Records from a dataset
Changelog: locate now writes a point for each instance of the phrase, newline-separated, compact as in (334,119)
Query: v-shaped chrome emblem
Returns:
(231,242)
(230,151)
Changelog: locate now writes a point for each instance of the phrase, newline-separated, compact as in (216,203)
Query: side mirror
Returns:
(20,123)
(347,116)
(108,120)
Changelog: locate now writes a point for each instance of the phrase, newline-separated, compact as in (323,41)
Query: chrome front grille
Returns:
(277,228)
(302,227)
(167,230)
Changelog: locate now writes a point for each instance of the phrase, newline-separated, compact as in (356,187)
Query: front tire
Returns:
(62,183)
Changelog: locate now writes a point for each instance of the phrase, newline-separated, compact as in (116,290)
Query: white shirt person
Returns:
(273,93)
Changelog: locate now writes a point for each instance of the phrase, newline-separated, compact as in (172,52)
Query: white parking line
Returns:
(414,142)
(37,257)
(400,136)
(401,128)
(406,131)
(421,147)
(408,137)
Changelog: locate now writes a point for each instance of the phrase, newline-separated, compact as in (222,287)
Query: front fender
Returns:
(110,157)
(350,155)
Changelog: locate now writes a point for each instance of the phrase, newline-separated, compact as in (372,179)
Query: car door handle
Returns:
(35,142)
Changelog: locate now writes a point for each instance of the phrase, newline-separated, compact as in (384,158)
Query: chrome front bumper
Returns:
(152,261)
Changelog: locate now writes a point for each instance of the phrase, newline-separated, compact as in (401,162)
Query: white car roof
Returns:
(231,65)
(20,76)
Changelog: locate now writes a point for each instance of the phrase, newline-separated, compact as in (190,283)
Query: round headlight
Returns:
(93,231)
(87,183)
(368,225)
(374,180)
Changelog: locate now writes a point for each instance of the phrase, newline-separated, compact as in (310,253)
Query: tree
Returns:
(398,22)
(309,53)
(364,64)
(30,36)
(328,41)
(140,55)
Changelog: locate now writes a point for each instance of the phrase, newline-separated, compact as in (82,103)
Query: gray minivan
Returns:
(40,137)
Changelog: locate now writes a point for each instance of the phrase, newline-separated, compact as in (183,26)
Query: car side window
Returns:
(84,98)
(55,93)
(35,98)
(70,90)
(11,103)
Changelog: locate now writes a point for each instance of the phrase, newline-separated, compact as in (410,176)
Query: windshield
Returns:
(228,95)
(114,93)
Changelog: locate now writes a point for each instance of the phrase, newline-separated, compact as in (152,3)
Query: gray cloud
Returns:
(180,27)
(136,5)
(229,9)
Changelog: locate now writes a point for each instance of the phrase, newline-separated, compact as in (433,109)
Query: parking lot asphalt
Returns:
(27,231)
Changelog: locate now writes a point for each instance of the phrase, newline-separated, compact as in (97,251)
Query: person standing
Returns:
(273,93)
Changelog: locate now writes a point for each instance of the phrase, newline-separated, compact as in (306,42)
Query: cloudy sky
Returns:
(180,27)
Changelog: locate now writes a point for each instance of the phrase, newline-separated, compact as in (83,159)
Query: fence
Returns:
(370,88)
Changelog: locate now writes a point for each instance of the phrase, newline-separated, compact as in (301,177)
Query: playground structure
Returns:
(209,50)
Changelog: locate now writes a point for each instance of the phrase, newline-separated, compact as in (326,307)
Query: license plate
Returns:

## TASK OBJECTIVE
Copy out word for word the lines of the material that run from the line containing "as in (301,177)" through the end of the material, including both the first and the last line.

## EXERCISE RESULT
Changelog: locate now writes a point for each instance of the phrase, newline-separated, compact as in (301,177)
Query: playground structure
Returns:
(209,50)
Changelog: locate now writes a point for each instance of the phrase, newline-separated, compact as in (326,307)
Query: license plate
Returns:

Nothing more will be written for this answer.